Önder Apo’nun kardeşi Mehmet Öcalan tarafından 05.03.2020 tarihinde Mezopotamya Haber Ajansı’na bir açıklama da bulunulmuştu. O açıklama’da Mehmet Öcalan, 04.03.2020 tarihinde Önder Apo ile yapmış olduğu görüşmeye dair bilgi vermişti. Yapmış olduğu bu bilgilendirmede ise şunlar yer almıştı.
“kişiler kendine değil, kurumlara halka hizmet etmelidir.” “medyayı güçlendirin. Katkı sunun, medya çalışanı arkadaşlara çok çok selam gönderiyorum. Hem dergileri hem televizyonları güçlendirin.”
“Rojava’da emek verenler çok değerlidir. Çalışmalarından dolayı onları kutluyorum. Kutsal bir çalışma yürütüyorlar. Başarılar diliyorum onlara. Türkiye bir Amerika’nın yanında bir Rusya’nın yanında. Bu çözüm değil. Çare olamaz. Çözüm ve çare şudur: Rojava’daki güçlerin, Suriye’nin bütünlüğü içerisinde daha geniş bir şekilde güç olması gerekiyor. Bu Suriye’nin bütünlüğü için gereklidir. Rojava’daki oluşum. Suriye’nin bütünlüğü içindir. Oradaki oluşumlar Kürtler, Araplar, Ermeniler, Hristiyanlar güç olmazsa yarın Suriye’nin bütünlüğünü de sağlayamazlar. Suriye’deki strateji çok doğrudur ve orada çalışan, emek veren herkese ayrım yapmadan saygı ve selamlarımı iletin.”

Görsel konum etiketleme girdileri
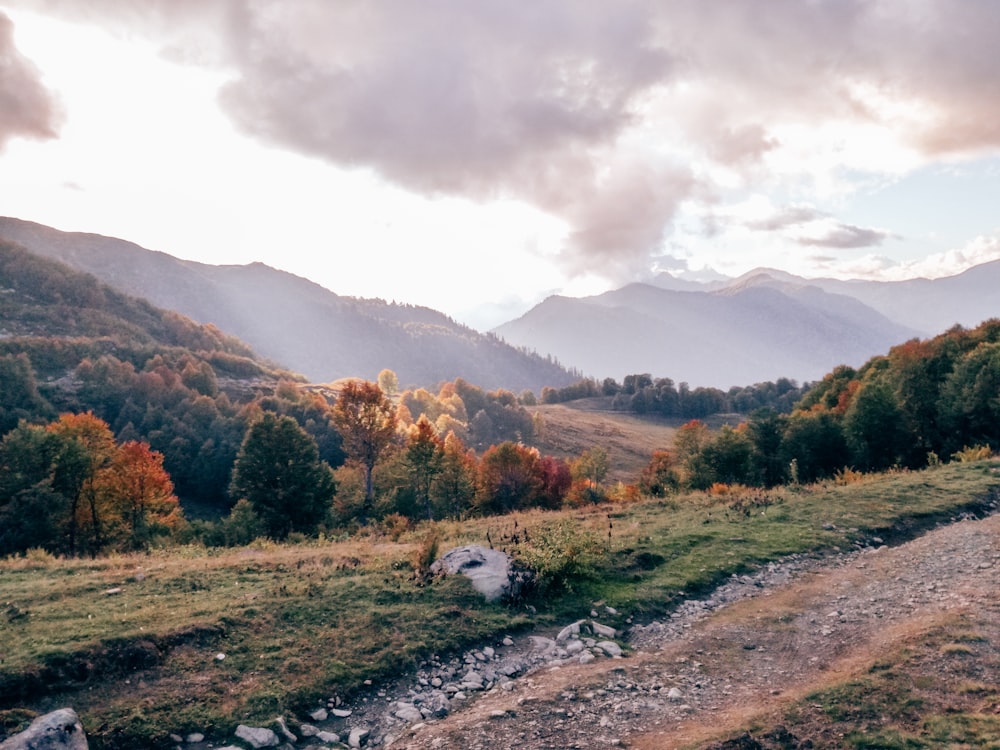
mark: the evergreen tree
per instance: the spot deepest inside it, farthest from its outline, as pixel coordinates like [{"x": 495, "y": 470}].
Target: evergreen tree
[{"x": 279, "y": 472}]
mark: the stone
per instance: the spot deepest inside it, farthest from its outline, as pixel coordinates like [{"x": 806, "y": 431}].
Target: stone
[
  {"x": 357, "y": 736},
  {"x": 610, "y": 648},
  {"x": 58, "y": 730},
  {"x": 257, "y": 737},
  {"x": 489, "y": 570},
  {"x": 604, "y": 631},
  {"x": 570, "y": 630},
  {"x": 285, "y": 731},
  {"x": 408, "y": 713}
]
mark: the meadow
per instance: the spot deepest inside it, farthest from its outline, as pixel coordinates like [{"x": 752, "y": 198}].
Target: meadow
[{"x": 200, "y": 639}]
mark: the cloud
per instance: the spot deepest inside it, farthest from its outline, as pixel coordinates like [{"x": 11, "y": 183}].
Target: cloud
[
  {"x": 845, "y": 237},
  {"x": 789, "y": 216},
  {"x": 608, "y": 115},
  {"x": 27, "y": 109}
]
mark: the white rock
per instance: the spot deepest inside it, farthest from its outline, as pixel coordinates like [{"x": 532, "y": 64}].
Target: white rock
[
  {"x": 409, "y": 713},
  {"x": 257, "y": 736},
  {"x": 357, "y": 736},
  {"x": 604, "y": 631}
]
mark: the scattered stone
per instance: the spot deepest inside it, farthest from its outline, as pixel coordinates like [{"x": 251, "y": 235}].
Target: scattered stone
[
  {"x": 604, "y": 631},
  {"x": 284, "y": 730},
  {"x": 58, "y": 730},
  {"x": 357, "y": 736},
  {"x": 408, "y": 713},
  {"x": 257, "y": 737},
  {"x": 610, "y": 648}
]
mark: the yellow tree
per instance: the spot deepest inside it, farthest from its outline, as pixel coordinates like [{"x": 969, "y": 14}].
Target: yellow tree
[
  {"x": 140, "y": 490},
  {"x": 366, "y": 420},
  {"x": 81, "y": 474}
]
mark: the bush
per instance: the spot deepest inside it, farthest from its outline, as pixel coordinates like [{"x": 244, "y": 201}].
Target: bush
[{"x": 559, "y": 554}]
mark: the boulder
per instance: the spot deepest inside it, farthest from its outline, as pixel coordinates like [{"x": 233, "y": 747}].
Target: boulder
[
  {"x": 490, "y": 570},
  {"x": 58, "y": 730}
]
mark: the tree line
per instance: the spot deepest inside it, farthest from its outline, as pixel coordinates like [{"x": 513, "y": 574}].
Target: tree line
[
  {"x": 644, "y": 394},
  {"x": 924, "y": 402}
]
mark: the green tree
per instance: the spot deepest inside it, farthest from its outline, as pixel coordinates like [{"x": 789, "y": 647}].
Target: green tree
[
  {"x": 279, "y": 471},
  {"x": 366, "y": 420},
  {"x": 874, "y": 427}
]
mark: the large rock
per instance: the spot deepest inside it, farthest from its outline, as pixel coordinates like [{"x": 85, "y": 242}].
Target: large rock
[
  {"x": 490, "y": 570},
  {"x": 59, "y": 730}
]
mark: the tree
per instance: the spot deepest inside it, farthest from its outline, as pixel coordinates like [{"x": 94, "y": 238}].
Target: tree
[
  {"x": 423, "y": 456},
  {"x": 388, "y": 382},
  {"x": 86, "y": 455},
  {"x": 279, "y": 471},
  {"x": 509, "y": 478},
  {"x": 454, "y": 487},
  {"x": 366, "y": 420},
  {"x": 143, "y": 494}
]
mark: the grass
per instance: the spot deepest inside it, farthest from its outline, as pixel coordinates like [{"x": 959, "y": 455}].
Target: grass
[
  {"x": 305, "y": 622},
  {"x": 922, "y": 695}
]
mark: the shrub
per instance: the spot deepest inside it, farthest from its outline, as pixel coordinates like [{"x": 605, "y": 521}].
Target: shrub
[
  {"x": 975, "y": 453},
  {"x": 559, "y": 554}
]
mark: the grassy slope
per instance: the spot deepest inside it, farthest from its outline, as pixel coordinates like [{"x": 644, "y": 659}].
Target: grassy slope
[{"x": 300, "y": 622}]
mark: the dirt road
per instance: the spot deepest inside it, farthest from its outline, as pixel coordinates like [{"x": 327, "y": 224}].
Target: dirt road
[{"x": 694, "y": 685}]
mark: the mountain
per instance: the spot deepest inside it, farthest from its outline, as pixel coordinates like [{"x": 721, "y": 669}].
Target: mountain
[
  {"x": 296, "y": 322},
  {"x": 738, "y": 335},
  {"x": 931, "y": 306}
]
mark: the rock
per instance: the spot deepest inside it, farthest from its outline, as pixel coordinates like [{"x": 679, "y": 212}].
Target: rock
[
  {"x": 58, "y": 730},
  {"x": 604, "y": 631},
  {"x": 257, "y": 737},
  {"x": 357, "y": 736},
  {"x": 610, "y": 648},
  {"x": 408, "y": 713},
  {"x": 489, "y": 570},
  {"x": 570, "y": 630},
  {"x": 285, "y": 731}
]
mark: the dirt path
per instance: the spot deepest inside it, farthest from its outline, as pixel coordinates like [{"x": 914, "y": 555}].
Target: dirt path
[{"x": 685, "y": 685}]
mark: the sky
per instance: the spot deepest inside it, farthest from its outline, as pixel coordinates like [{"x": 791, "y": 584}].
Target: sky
[{"x": 476, "y": 156}]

Amaç: Mehmet Öcalan'ın görüşmeye dair açıklamasını aktaran metne, son cümlesinin ardından devam eder misin?

Alıştırma çıktısı:
“Her şey mücadeleyle, doğru mücadeleyle olur. Güç olmak zorundasın ki bu sorunları çözebilesin. Ortadoğu’daki ve isim koyalım Kürt sorununu bu şekilde çözersin. Güç olmazsan kimse sorunu çözemez. Biz masa diyoruz ya Türkiye’deki masa iki ayaklı masadır. Siz üçüncü ayak olmak zorundasınız. Bu neyle olur? Güçle olur. Bunu yaparsanız olur. Emek verirseniz olur. Evet masa gerekiyor. Bu da halka hizmet ve emek vermekle olur.”
“Sen de Urfa’da çevrende bir şeyler yapabilirsin. Hepinize görev düşüyor. Böyle geri çekilerek oturmakla olmaz. Sende emek verebilirsin. Hizmet vereceksin. Sende vereceksin, o arkadaşlarında verecek. O köyler var ve arkadaşlarımız var. O Türkmenler var. Hepsine selamlarımı ilet.”
“Rojava’da, Başur’da ve Rojhılat’ta, Avrupa’da tecride karşı mücadele eden herkese selamlarımı söylüyorum. Nerede Kürtler varsa tecride karşı mücadele ettiyse onların mücadelelerini kutluyorum.”
“Her şey sizin mücadelenize bağlı. Bir ilerlemeyi sağlarsanız her şey çözülür. Ama yapacaksanız da devam eder. Hem tecrit devam eder hem de kan dökülmeye devam eder. Herkes buna göre elinden geleni yapsın.”
Bundan bir ay önce Önder Apo kendisiyle görüşen kardeşi Mehmet Öcalan’a bunları söylemişti.
Birkaç gün sonra, Önder Apo’nun yeni bir doğum gününü daha karşılayacağız.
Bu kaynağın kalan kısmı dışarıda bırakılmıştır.